begin DATA ROWS

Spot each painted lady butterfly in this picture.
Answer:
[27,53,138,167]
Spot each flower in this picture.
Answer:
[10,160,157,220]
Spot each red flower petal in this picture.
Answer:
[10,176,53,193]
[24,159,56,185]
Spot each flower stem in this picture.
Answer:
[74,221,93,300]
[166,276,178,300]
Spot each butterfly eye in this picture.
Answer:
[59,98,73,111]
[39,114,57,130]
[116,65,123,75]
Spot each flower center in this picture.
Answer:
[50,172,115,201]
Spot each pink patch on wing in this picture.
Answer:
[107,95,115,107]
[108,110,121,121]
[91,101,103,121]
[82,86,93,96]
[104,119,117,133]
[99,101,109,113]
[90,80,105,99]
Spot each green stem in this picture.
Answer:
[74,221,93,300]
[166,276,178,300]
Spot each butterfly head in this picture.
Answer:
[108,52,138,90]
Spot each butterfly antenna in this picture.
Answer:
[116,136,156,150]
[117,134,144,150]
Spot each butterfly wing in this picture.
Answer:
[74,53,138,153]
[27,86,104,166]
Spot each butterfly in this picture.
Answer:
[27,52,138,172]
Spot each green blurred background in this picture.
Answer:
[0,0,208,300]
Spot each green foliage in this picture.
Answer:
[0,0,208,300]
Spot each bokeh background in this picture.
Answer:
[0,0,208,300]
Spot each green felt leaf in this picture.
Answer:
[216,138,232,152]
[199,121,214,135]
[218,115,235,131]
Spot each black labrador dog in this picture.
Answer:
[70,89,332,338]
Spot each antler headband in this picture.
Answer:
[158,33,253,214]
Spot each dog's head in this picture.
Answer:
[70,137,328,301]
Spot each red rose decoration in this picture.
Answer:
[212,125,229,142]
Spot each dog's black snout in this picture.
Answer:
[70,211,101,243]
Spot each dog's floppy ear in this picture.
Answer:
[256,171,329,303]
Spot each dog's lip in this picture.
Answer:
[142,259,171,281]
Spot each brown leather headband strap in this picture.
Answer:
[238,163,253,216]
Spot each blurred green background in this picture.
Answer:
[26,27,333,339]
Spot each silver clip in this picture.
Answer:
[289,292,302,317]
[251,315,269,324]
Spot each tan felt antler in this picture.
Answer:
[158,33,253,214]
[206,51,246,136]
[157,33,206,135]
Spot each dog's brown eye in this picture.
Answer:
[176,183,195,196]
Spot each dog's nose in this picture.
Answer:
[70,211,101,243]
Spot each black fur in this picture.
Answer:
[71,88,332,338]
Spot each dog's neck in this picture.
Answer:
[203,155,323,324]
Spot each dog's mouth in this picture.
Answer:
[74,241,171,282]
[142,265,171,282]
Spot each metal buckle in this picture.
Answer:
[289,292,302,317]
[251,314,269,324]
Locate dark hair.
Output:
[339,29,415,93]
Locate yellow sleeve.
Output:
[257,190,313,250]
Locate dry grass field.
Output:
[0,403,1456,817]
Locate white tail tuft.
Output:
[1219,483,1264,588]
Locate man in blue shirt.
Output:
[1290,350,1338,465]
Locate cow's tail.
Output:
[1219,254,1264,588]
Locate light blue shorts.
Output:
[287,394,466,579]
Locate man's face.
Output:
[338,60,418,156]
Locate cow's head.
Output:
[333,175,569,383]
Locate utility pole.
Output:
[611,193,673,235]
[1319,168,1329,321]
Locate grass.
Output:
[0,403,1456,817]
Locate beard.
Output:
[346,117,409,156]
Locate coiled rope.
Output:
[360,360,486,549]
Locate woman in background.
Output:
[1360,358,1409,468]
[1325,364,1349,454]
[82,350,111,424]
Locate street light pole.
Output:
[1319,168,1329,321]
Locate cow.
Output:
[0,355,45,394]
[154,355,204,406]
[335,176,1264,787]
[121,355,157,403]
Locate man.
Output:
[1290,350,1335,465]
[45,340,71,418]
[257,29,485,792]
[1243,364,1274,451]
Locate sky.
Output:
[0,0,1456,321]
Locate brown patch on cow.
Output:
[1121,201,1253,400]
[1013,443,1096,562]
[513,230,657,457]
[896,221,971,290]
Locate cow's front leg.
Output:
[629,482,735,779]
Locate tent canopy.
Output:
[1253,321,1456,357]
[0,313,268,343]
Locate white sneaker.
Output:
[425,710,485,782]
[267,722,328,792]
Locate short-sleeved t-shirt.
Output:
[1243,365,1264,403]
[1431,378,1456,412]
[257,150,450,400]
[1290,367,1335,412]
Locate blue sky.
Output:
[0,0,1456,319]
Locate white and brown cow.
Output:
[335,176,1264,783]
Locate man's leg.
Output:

end DATA ROWS

• TASK DIRECTIONS
Reproduce the data without any change, from the line containing "Locate white sneaker." up to and including the last line of the data.

• ANSWER IN FULL
Locate white sneaker.
Output:
[425,710,485,782]
[267,722,328,792]
Locate short-sleeved t-shirt.
Output:
[1243,365,1264,403]
[1431,378,1456,412]
[257,150,450,400]
[1290,367,1335,412]
Locate blue sky.
Output:
[0,0,1456,319]
Locate white and brown cow.
Output:
[335,176,1264,783]
Locate man's leg.
Output:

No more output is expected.